### Seção do documento
- - - - - - -
PLV 15/2020 (MPV 936/2020) e as alterações na Lei da Participação nos Lucros e Resultados

A aprovação pelo Congresso Nacional do Projeto de Lei de Conversão (PLV) nº 15/2020 à MPV 936/2020 introduziu, de forma indevida, alterações na Legislação sobre a Participação nos Lucros e Resultados (PLR).

A inclusão do artigo 36 na redação final do PLR não observou o princípio constitucional do devido processo legislativo, consistindo em matéria estranha ao objeto da MPV 936, que era instituir o Programa Emergencial de Manutenção do Emprego e da Renda; dispõe sobre medidas complementares para enfrentamento do estado de calamidade pública reconhecido pelo Decreto Legislativo nº 6, de 20 de março de 2020, e da emergência de saúde pública de importância internacional decorrente do coronavírus, de que trata a Lei nº 13.979.
- - - - - - -
### Trechos dos registros
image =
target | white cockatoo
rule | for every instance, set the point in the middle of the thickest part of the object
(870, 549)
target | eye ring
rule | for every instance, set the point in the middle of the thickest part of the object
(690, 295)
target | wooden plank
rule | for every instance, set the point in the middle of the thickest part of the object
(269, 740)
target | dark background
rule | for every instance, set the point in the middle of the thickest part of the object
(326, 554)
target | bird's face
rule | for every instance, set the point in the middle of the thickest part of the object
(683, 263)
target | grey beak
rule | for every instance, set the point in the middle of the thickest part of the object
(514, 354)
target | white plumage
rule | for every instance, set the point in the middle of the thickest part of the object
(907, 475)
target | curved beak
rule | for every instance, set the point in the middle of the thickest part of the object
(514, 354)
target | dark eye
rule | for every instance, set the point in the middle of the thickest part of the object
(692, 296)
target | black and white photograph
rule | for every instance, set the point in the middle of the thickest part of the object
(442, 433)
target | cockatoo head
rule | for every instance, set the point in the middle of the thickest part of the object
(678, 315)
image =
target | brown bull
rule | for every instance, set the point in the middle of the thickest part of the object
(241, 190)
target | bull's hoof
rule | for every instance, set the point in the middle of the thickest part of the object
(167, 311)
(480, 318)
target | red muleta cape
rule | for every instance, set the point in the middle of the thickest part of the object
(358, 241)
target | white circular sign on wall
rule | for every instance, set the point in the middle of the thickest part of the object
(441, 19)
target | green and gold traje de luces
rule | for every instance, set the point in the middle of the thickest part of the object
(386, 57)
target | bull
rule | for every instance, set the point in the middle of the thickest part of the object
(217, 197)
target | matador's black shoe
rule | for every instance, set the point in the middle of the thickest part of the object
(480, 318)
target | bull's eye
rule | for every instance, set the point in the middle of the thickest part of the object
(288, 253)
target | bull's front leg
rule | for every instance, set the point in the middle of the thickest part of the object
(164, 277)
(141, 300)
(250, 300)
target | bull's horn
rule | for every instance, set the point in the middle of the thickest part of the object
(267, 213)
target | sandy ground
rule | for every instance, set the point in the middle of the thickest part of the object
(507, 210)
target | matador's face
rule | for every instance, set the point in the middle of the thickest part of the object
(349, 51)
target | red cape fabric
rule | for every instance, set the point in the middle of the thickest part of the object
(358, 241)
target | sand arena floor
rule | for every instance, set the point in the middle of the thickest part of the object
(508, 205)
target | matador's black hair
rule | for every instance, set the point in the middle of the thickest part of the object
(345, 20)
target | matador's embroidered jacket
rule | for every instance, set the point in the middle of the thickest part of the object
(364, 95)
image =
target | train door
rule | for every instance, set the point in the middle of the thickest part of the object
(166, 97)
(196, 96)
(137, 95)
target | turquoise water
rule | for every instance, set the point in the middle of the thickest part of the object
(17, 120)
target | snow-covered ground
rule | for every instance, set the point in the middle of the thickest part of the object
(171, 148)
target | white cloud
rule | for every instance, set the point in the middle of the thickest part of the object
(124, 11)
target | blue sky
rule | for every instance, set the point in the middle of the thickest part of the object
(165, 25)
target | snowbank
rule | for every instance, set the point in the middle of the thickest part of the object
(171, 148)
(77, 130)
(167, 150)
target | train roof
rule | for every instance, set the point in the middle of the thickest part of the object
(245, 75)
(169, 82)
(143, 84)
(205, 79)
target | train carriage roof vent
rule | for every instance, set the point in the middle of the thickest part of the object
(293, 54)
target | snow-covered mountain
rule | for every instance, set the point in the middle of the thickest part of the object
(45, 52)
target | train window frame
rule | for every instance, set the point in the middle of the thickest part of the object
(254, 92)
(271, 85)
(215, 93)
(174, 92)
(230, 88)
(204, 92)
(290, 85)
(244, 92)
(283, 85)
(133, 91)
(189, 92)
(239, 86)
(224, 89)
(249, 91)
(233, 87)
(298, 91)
- - - - - - -
### Tarefas
**a)** No texto sobre o PLV 15/2020, qual decreto legislativo reconheceu o estado de calamidade pública?
**b)** Reproduza o trecho dos registros que começa na linha que contém "target | train roof" e termina no fim dos registros, renomeando "train window frame" como "carriage window frame" e mantendo todo o resto inalterado.
Os registros não guardam nenhuma relação com o texto sobre o PLV 15/2020.

### Exercício resolvido
**a)** O Decreto Legislativo nº 6, de 20 de março de 2020.

**b)**
target | train roof
rule | for every instance, set the point in the middle of the thickest part of the object
(245, 75)
(169, 82)
(143, 84)
(205, 79)
target | train carriage roof vent
rule | for every instance, set the point in the middle of the thickest part of the object
(293, 54)
target | snow-covered mountain
rule | for every instance, set the point in the middle of the thickest part of the object
(45, 52)
target | carriage window frame
rule | for every instance, set the point in the middle of the thickest part of the object
(254, 92)
(271, 85)
(215, 93)
(174, 92)
(230, 88)
(204, 92)
(290, 85)
(244, 92)
(283, 85)
(133, 91)
(189, 92)
(239, 86)
(224, 89)
(249, 91)
(233, 87)
(298, 91)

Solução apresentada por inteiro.